> [Auszug]:
# # # #

Stolpersteinverlegung

11.10.2018

Stolpersteine in Hörde, Graudenzer Str. 9 für die Familie Löwenhardt

Ich suche einen Parkplatz und frage mich, wie es wohl sein wird – die erste Stolpersteinverlegung, bei der ich dabei sein werde. Und es ist ein Nachfahre der Familie Löwenhardt da. Ein Mensch, der an seine Familie erinnern wird, mit dem ich mich unterhalten kann.

Von Weitem sehe ich schon Barbara Posthoff und Kristina Rajic-Pfetzing – die unermüdlichen Geister in Sachen Erinnerungskultur. Auch die Schülerinnen und Schüler des Geschichts-Kurses Spurensuche stehen dort, Diethart Döring und Barbara Samuel und Klaus Lenser – allesamt Mitgestaltende der Gedenkveranstaltung zur Pogromnacht in Hörde. Über 10 Jahre arbeiten wir nun teils zusammen. Heute treffen wir uns mitten in Hörde, in der Nähe des Hörder Neumarktes – vor einem Haus, einem Mehrfamilienhaus.

Mit der Familie Löwenhardt aus der Graudenzer Str. kann ich nicht sprechen. Sie kann ich nicht fragen, ob sie es nicht haben kommen sehen, wie die letzten Stunden waren, wie es sich anfühlt, von dem eigenen Land verraten zu werden, einer Stadt, in der man gelebt, gearbeitet, geliebt, gelacht hat.

Ich denke an meine 8jährige Tochter, die mich immer wieder auf die Stolpersteine auf unseren gemeinsamen Wegen aufmerksam macht. Ich habe es ihr erklärt, habe ihr gesagt, dass die Steine dazu da sind, dass die Menschen, die hier gestorben sind, nicht vergessen werden.

Während ich nun mittlerweile bei der Stolpersteinverlegung bin, kommt eine abgehetzte junge Frau auf dem Fahrrad auf uns zu und fragt aufgeregt: „Was ist denn hier los? Ich wohne in dem Haus!“ – Es wird ihr flüsternd erklärt, während die Rede über die Löwenhardts weiter vorgetragen wird, dass in ihrem Haus eine Familie gewohnt habe, die zu einem Teil verschickt und zu einem anderen Teil in Auschwitz ermordet wurde. „Aha!“ – etwas zu laut klingt das Erstaunen. Aber ihr wird nun bewusst, dass das Haus, in dem sie wohnt, auch eine dunkle Geschichte hat. Das ist sicher ein seltsames Gefühl.

# # # #

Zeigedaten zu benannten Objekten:
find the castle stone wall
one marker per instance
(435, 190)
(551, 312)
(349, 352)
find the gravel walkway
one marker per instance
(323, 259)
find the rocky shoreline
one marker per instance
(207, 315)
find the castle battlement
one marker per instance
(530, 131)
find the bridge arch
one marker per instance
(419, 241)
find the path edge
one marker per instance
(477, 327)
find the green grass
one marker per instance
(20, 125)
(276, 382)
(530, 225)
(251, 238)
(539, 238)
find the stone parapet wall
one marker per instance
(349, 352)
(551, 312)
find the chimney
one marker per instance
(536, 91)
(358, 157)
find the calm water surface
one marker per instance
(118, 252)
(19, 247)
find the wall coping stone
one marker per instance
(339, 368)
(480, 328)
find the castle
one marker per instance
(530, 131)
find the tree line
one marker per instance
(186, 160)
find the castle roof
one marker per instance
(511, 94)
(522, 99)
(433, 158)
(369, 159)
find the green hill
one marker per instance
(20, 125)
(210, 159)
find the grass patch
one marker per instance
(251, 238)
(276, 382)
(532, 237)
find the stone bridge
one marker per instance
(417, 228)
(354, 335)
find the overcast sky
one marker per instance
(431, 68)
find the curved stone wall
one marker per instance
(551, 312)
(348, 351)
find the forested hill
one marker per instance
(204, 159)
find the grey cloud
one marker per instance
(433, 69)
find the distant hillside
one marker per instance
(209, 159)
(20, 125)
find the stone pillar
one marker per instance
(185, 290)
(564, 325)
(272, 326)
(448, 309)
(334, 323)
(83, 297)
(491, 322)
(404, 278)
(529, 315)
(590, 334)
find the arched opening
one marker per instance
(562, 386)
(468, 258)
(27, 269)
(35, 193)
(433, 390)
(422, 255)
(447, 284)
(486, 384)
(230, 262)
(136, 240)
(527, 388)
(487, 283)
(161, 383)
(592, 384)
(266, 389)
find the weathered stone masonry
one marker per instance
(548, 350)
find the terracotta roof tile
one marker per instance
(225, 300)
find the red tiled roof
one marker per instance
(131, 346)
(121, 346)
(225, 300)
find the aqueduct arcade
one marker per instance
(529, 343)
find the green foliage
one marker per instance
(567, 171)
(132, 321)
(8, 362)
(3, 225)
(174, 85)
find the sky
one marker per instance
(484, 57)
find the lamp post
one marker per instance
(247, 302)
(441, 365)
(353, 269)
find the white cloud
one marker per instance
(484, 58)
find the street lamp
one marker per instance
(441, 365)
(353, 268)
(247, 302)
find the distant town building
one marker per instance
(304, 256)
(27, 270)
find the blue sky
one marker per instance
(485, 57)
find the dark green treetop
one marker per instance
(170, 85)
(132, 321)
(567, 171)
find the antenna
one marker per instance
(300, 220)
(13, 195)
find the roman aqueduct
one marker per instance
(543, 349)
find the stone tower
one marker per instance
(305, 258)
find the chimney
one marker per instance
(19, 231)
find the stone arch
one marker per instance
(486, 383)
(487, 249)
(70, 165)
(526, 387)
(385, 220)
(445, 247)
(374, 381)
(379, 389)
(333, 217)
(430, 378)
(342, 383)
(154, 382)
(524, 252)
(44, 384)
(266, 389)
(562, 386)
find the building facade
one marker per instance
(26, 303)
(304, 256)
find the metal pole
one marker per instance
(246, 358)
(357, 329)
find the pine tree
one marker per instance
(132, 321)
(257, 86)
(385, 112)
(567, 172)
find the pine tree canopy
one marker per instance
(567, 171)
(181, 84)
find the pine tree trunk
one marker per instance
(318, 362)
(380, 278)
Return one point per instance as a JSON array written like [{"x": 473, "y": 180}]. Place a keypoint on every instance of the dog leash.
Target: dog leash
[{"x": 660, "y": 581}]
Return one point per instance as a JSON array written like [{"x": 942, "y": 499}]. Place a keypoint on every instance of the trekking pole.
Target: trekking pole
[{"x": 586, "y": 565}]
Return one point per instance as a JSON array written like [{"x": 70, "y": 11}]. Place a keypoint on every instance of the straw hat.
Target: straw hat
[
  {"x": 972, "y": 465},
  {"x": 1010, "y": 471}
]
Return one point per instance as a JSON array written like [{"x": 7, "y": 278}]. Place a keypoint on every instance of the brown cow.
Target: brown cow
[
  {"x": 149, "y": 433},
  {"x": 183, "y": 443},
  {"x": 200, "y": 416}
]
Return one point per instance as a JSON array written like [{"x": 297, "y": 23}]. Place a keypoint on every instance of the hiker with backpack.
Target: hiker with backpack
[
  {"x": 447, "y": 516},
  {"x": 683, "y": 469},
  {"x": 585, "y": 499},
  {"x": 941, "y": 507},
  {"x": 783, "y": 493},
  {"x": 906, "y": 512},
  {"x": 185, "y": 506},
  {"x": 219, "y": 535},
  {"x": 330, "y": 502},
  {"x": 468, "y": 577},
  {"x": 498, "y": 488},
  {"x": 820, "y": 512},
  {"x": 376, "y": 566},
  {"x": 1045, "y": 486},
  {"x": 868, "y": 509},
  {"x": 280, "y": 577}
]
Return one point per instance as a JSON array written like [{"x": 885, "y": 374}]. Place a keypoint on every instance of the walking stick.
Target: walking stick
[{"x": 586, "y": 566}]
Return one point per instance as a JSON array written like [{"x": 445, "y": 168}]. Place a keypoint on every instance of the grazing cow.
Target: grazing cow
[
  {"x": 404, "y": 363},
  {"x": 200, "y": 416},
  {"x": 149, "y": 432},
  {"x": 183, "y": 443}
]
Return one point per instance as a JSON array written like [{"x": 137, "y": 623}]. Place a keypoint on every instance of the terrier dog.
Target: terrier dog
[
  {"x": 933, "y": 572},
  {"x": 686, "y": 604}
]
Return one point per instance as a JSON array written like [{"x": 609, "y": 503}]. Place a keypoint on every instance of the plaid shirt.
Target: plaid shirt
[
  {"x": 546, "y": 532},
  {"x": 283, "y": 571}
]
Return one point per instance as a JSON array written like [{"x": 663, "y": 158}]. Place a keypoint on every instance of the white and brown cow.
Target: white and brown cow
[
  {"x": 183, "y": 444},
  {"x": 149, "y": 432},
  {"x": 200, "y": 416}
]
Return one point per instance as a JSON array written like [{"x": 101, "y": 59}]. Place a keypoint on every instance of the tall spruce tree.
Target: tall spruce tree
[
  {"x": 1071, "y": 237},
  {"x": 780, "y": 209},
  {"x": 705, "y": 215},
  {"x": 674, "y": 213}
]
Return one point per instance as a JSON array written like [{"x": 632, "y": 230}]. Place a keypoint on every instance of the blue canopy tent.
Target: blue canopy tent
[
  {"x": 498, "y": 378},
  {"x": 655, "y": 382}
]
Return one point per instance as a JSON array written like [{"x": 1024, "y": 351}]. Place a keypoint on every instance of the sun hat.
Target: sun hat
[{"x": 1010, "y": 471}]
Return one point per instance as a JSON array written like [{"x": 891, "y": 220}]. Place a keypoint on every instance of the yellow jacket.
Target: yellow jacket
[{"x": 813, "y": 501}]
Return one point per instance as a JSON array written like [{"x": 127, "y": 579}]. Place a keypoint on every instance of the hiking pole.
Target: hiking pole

# # # #

> [Arbeitsauftrag A]:
Beantworte bitte diese Fragen zum Bericht über die Stolpersteinverlegung:
(i) Vor welchem Haus werden die Stolpersteine für die Familie Löwenhardt verlegt?
(ii) Wie heißt der Geschichtskurs, dessen Schülerinnen und Schüler anwesend sind?
(iii) Wie alt ist die Tochter der erzählenden Person?
> [Arbeitsauftrag B]:
Schreib den Bericht über die Stolpersteinverlegung nach seinem letzten Satz weiter.

> [Lösung A]:
(i) Vor dem Haus Graudenzer Str. 9 in Hörde
(ii) Spurensuche
(iii) 8 Jahre

> [Lösung B]:
Ich wende mich wieder der Stolpersteinverlegung zu. Zunächst sprechen die Vertreter des Stadtteils, dann Lara – eine Schülerin der Johann-Gutenberg-Realschule – nun Herr Löwenhardt – ein Nachfahre. Er berichtet von dem, was er über seine Familie recherchiert hat. Es werden Familienfotos hochgehalten. Das sind die wenigen Überbleibsel, die den beiden Söhnen mit nach England mitgegeben wurden. Wir sehen auch ein Foto des ältesten Sohnes, der vor noch nicht so langer Zeit gestorben ist. Bilder geben den Namen eine Gestalt.

Der Rabbiner spricht auch einige Worte. Es wäre das mindeste, der Ermordeten, der Vertriebenen zu gedenken – auch Dortmund hätte etwas verloren – wertvolle Menschen und es sei fast so, als wolle man mit den Stolpersteinen die Seelen wieder zurückholen.
Es ist ein besonderer Moment – alle sind still. Er spricht ein Gebet.

Nun werden die Stolpersteine eingesetzt. Mit Bedacht und Sorgfalt werden sie in den Boden eingelassen. Frau Löwenhardt legt einen kleinen Wiesenblumenstrauß nieder.
Ich unterhalte mich noch mit dem Rabbiner und Herrn Löwenhardt, erzähle noch von meiner Kunstaktion mit Schülerinnen und Schülern im Rahmen der Ausstellung und Gedenkveranstaltung am 11. November in der Bürgerhalle in Hörde.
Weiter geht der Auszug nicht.